◆ Text section ◆
****************************************

Appendix C: Selecting and Using Primary Sources
It is strongly recommended for educators to use of primary sources in order to give students a sense of how people in the past thought about the events of their time and how they lived their daily lives. This framework follows that practice and includes many of the documents listed in earlier frameworks.
The Internet has ever-growing repositories of primary source material. Appendices D and E present a selection of these sources, highlighted at appropriate places in the content standards. Teachers may want to use excerpts, and in lower grades, to guide students through complex texts by reading them to or reading along with students.
Appendix D contains primary sources in United States history, divided into two groups. The first group, called Key Primary Sources in United States History, includes materials that all students should encounter and in some cases revisit in the years they study United States History and Civics. In this group are documents such as the Declaration of Independence, the Constitution, the Gettysburg Address, King’s “Letter from Birmingham Jail”, and Presidential speeches from George Washington to Barack Obama, as well as significant sources related to turning points in the history of the nation. The second group, called Suggested Primary Sources includes additional sources – text, video, maps, works of art, photographs - to contrast with, or shed a new perspective on the Key Sources.
Appendix E contains Suggested Primary Sources in World history. They begin with the ancient Mesopotamian Epic of Gilgamesh (c.2150-1400 BCE), include selections from major world religions and from major civilizations and nations through the 21st century. Appendix E is intended to be a guide, not a prescription: teachers may substitute other sources that they believe will be better choices for their students.
Many websites in the Supplement offer primary sources, background articles, and instructional strategies, as well as full curriculum units. A selection of the most comprehensive sites for grades 6-12 social studies and interdisciplinary instruction are:
New Hampshire Resources:
Moose on the Loose from the New Hampshire Historical Society
The Remedial Herstory Project a collection of packaged inquiries and OER resources on women’s history for US, World History, Government and Economics.
National Resources:
Library of Congress has resources for Teaching with Primary Sources, a major initiative.
Digital History (National Endowment for the Humanities, Gilder Lehrman Institute of American History, Chicago History Museum, Museum of Fine Arts, Houston, University of Houston, National Park Service) Site contains links to many primary documents, images, multimedia, music.
Digital Public Library of America (DPLA) Open-source materials from Unites States public libraries, archives, museums, and other cultural heritage institutions Curriculum materials include Primary Source Sets on a variety of topics in history and literature, each of which includes 10-15 sources, (videos, letters, oral histories, photographs, sheet music). Exhibitions contain short text on a topic and 5-10 visual images from public libraries and archives across the United States.
EDSITEment (National Endowment for the Humanities) Comprehensive collections of primary sources and curriculum units and links to other sites in the humanities
Historical Inquiry (Virginia Polytechnic Institute and State University)Site devoted to historical inquiry using primary sources such as texts, artifacts, photographs, audio, video, multimedia; describes a instructional strategy for inquiry and interpretation: summarizing, contextualizing, inferring, monitoring, and corroborating.

****************************************

◆ Dataset ◆
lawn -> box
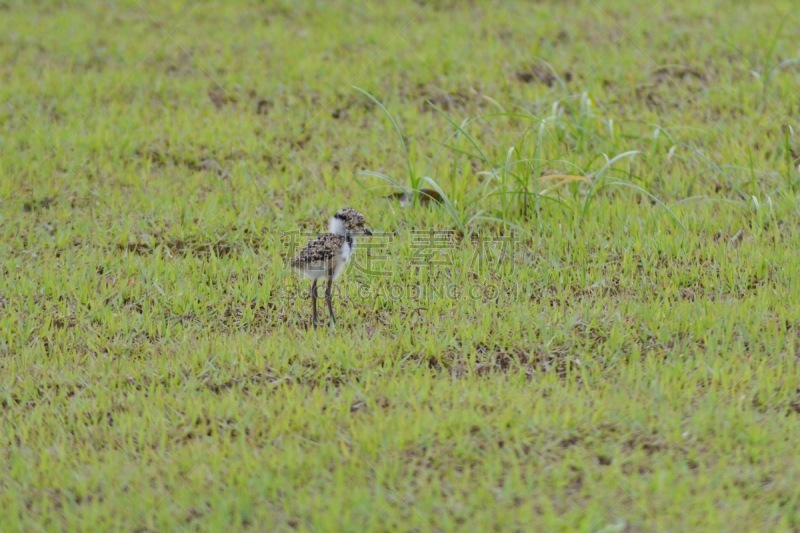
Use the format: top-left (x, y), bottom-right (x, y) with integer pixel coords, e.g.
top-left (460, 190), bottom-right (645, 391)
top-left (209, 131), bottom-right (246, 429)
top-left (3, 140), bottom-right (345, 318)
top-left (0, 0), bottom-right (800, 532)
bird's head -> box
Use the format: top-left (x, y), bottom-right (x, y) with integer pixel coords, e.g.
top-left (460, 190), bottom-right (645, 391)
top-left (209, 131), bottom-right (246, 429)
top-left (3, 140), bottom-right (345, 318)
top-left (328, 207), bottom-right (372, 235)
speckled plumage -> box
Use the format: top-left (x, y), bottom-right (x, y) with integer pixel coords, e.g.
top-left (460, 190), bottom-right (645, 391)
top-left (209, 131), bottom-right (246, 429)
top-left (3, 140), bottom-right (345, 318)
top-left (291, 234), bottom-right (352, 279)
top-left (291, 208), bottom-right (372, 325)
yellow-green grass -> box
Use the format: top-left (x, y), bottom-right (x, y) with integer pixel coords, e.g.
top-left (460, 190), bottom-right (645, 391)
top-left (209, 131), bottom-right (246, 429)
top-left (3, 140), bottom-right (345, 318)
top-left (0, 0), bottom-right (800, 531)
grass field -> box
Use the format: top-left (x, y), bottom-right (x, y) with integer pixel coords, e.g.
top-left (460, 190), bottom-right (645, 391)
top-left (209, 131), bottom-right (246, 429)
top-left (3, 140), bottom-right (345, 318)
top-left (0, 0), bottom-right (800, 532)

****************************************

◆ Complete the following ◆
**a)** In the appendix on selecting and using primary sources, which work do the Suggested Primary Sources in World history begin with?
**b)** Continue the appendix on selecting and using primary sources from the point where it stops.

◆ Exercise results ◆
**a)** They begin with the ancient Mesopotamian Epic of Gilgamesh (c.2150-1400 BCE).

**b)**
Internet History Sourcebooks Project (Fordham University) Collection of documents from world and U.S. history, searchable by topic, period, civilization
Norman B. Leventhal Map Center (Boston Public Library) Digitized historic map collection searchable by location and historical period and grade level
National History Education Clearinghouse (George Mason University)
Sections on content in world and U.S. history and effective practices such as historical thinking, using primary sources
Smithsonian Institution (Washington, DC)
Extensive online collections of artifacts from around the world
Smithsonian Learning Lab Site designed to give educators access to all images in all Smithsonian collections, searchable by topic or collection; sections for curating a personal collection of annotated images and creating curriculum
The Digital Inquiry Group Sections on content in world and U.S. history and effective practices. Reading Like a Historian (historical thinking); Beyond the Bubble (assessment); Civic Online Reasoning (news and media literacy).
The National Women’s History Museum a resource for primary material on women in US History.
Women in the American Story a resource for primary sources about women in US History from the New York Historical Association.
Asia for Educators from Columbia University is packed with primary sources on Asian history.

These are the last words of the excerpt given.